Requirement 1:
Answer these questions using the passage about the filter unit:
(a) Which reference modifies Summers?
(b) In Brown, what is the anesthetic agent absorbed onto?
(c) Where is thermistor or thermocouple 303 placed in Brown's FIG. 3?
Requirement 2:
Summarize the passage about the filter unit in two sentences.

Summers as modifed by Warkander fails to explicitly disclose, wherein the filter unit comprises a filter mount and a filter; wherein the filter is inserted or insertable into the filter mount; wherein the filter arrangement is configured such that, with the filter inserted into the filter mount, the gas mixture flows into the filter mount and out of the filter mount, wherein the filter temperature sensor is inserted into a wall of the filter mount and is spaced from the inserted filter.
However, Brown teaches, wherein the filter unit comprises a filter mount (Brown: FIG. 2-3 Inlet 204, outlet 211, the inlet and outlet fittings, as well as insulation casing 212 as set forth on page 19 lines 23-26 ) and a filter (Brown: Cannister containing filter material 210 as set forth on page 19 lines 23-26); wherein the filter is inserted or insertable into the filter mount (Brown: Another canister can then be placed into the insulated housing and connected to the inlet and outlet fittings as set forth on page 19 lines 23-26); wherein the filter arrangement is configured such that, with the filter inserted into the filter mount, the gas mixture flows into the filter mount and out of the filter mount (Brown: The mixture of gases passes through the canister 208, the anesthetic agent is absorbed onto the filter material 210 and the remaining gases exit the canister through the exit pipe 211 as set forth on page 19 lines 23-26), wherein the filter temperature sensor is inserted into a wall of the filter mount and is spaced from the inserted filter (Brown: FIG. 3 Thermistor or thermocouple 303 in the exit pipe 311 as set forth on page 20 lines 22-28).

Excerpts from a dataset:

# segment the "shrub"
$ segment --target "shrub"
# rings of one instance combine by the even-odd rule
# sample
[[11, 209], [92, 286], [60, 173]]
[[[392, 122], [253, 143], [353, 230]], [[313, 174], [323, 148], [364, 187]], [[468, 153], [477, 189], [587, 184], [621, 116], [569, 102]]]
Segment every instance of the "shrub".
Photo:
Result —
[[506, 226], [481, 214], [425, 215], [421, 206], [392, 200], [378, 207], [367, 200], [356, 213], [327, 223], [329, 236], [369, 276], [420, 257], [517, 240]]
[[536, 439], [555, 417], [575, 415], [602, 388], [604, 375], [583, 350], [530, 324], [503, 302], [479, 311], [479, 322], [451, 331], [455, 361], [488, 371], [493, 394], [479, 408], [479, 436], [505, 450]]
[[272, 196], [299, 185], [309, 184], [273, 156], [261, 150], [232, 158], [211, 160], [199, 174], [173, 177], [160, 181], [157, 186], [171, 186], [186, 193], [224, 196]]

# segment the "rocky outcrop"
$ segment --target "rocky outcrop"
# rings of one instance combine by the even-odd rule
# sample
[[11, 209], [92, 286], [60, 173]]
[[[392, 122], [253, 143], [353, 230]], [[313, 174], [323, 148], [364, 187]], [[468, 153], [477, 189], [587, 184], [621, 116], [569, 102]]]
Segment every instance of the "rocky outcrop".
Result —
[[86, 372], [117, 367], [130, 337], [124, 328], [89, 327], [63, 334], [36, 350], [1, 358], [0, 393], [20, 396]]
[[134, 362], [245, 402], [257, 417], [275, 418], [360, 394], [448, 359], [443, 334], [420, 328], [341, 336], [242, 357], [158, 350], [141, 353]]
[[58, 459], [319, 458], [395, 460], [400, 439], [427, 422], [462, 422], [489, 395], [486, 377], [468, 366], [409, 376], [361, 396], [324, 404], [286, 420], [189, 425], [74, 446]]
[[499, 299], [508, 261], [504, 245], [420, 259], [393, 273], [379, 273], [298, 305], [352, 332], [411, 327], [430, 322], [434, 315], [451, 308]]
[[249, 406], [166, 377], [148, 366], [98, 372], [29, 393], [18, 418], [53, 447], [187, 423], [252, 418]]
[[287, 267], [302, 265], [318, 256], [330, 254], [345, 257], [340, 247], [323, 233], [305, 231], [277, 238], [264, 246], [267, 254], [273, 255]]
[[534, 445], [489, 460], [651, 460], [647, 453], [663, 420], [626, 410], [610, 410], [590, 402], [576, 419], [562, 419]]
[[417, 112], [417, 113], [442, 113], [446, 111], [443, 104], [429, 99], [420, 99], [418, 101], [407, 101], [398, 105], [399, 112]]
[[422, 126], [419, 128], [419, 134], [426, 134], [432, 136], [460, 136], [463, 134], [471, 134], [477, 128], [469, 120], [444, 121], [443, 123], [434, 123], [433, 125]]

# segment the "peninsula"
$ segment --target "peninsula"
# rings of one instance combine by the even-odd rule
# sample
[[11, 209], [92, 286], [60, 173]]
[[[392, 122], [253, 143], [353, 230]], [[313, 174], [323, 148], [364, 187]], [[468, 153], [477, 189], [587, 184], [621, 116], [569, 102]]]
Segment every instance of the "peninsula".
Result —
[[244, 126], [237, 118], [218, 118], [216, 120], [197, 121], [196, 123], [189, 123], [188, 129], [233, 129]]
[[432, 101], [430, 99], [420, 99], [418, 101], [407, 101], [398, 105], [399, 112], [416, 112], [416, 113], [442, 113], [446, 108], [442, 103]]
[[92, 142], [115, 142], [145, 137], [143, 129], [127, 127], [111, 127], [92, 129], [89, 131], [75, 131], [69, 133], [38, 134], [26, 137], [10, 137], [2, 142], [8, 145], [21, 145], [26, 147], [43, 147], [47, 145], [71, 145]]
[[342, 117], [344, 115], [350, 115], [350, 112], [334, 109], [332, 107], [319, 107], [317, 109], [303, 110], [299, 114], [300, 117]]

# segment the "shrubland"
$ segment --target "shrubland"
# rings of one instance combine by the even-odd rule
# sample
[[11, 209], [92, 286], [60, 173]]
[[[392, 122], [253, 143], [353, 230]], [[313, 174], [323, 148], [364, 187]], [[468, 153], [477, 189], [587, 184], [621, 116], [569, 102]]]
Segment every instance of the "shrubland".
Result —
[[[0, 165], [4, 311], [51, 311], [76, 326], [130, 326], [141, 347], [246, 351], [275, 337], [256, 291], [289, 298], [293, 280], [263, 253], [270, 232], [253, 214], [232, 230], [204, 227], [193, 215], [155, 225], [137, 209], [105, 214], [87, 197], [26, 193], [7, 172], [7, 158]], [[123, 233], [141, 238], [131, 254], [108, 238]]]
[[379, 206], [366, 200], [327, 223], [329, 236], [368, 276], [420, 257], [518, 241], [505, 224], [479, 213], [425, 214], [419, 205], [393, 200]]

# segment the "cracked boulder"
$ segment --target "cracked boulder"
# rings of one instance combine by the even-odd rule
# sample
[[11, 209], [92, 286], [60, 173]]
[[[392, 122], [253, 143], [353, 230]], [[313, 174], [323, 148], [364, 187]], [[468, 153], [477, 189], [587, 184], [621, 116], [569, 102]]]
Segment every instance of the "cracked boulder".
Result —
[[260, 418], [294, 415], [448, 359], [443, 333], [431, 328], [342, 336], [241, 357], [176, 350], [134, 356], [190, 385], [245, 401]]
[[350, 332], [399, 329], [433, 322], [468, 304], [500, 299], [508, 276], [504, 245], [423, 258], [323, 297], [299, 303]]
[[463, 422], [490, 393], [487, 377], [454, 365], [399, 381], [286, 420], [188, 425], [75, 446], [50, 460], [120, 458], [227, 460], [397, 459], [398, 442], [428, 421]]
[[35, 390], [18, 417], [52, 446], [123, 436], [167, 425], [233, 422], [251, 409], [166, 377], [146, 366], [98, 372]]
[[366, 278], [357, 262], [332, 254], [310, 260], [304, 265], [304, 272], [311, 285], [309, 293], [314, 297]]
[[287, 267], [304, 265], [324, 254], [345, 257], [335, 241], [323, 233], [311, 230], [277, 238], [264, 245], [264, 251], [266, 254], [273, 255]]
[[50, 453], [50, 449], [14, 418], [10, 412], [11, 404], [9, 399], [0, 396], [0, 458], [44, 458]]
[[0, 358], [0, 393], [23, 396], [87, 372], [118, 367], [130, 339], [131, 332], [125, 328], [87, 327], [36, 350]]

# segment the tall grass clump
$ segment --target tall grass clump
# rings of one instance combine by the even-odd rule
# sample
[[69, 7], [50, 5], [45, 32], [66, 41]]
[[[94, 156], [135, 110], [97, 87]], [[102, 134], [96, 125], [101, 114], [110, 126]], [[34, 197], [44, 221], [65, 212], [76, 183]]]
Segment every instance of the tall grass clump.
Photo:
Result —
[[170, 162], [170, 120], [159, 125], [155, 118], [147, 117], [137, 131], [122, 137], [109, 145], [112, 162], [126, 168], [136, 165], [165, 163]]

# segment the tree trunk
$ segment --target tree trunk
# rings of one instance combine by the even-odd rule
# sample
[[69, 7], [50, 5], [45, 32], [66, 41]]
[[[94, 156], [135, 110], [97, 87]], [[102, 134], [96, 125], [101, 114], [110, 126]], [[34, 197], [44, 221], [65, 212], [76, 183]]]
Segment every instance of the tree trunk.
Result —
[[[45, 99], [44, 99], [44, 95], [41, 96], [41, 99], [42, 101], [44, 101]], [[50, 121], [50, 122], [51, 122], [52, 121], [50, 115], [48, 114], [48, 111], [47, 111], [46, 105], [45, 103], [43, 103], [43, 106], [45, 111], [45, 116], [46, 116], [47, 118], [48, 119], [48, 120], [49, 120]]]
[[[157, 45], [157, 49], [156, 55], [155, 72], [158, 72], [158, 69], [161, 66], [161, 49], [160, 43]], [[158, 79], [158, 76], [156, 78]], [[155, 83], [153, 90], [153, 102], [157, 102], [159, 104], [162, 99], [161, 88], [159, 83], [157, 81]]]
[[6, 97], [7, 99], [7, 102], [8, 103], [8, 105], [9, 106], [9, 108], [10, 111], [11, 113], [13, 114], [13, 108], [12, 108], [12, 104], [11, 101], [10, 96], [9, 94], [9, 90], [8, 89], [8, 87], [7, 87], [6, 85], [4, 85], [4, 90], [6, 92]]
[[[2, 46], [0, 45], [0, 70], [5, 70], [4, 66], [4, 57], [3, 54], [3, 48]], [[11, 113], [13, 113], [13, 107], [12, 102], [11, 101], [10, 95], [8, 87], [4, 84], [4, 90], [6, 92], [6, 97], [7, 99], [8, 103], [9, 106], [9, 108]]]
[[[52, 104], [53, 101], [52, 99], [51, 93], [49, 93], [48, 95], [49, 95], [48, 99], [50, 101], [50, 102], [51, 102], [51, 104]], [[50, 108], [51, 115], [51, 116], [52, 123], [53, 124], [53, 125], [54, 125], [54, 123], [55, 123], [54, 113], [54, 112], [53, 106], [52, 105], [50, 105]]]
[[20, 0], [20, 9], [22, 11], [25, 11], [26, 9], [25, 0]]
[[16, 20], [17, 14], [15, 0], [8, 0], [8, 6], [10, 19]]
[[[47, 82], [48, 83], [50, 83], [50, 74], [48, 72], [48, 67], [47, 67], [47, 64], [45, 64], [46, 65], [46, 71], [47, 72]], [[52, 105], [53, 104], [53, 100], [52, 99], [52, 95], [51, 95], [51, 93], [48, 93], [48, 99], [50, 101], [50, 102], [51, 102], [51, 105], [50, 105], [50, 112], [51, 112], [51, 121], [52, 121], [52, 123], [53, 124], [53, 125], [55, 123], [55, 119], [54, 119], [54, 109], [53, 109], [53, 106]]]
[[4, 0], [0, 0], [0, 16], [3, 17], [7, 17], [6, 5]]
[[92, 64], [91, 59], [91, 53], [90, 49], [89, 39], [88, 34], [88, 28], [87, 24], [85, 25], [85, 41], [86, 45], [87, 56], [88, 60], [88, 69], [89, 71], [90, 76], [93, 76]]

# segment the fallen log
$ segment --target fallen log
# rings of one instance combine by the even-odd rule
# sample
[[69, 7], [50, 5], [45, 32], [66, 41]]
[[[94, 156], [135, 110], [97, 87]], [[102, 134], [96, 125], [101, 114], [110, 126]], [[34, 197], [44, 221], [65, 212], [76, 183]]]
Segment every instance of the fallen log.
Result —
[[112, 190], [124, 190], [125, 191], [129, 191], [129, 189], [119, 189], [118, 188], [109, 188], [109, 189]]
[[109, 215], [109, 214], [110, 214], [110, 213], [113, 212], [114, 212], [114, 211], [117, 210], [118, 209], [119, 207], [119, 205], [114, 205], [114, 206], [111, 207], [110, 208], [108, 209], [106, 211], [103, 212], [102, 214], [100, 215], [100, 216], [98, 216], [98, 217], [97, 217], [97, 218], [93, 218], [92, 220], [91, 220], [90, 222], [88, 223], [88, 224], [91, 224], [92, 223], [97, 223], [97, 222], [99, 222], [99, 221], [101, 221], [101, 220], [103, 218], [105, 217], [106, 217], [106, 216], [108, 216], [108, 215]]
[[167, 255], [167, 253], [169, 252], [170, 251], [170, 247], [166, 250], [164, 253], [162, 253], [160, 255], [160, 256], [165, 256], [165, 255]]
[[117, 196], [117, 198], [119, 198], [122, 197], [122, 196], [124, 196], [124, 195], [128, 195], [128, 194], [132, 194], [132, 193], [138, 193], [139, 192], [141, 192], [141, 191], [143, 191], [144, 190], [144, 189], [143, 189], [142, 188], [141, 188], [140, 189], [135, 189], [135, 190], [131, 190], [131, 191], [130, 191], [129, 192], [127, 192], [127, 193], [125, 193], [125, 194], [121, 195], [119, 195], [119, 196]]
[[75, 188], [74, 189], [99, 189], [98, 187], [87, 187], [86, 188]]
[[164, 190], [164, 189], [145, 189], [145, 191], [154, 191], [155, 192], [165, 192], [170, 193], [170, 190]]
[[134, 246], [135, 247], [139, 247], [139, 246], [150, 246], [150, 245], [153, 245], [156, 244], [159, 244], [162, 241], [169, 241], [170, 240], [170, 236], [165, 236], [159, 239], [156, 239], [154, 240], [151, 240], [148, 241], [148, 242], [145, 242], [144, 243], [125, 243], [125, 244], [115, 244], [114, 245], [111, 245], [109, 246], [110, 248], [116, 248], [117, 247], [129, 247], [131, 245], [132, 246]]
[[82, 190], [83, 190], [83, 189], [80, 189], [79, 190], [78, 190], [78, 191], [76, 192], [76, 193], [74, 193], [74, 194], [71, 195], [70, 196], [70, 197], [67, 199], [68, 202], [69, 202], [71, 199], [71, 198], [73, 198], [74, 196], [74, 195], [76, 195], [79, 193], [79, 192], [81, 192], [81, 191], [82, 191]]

Answer 1:
(a) Warkander
(b) The filter material 210
(c) In the exit pipe 311

Answer 2:
Summers as modified by Warkander fails to explicitly disclose a filter unit with a filter mount and an insertable filter, through whose mount the gas mixture flows, and with a filter temperature sensor set in the mount's wall and spaced from the filter. Brown teaches these features, citing an inlet, outlet and insulation casing as the mount, a canister containing filter material as the filter, and a thermistor or thermocouple in the exit pipe as the sensor.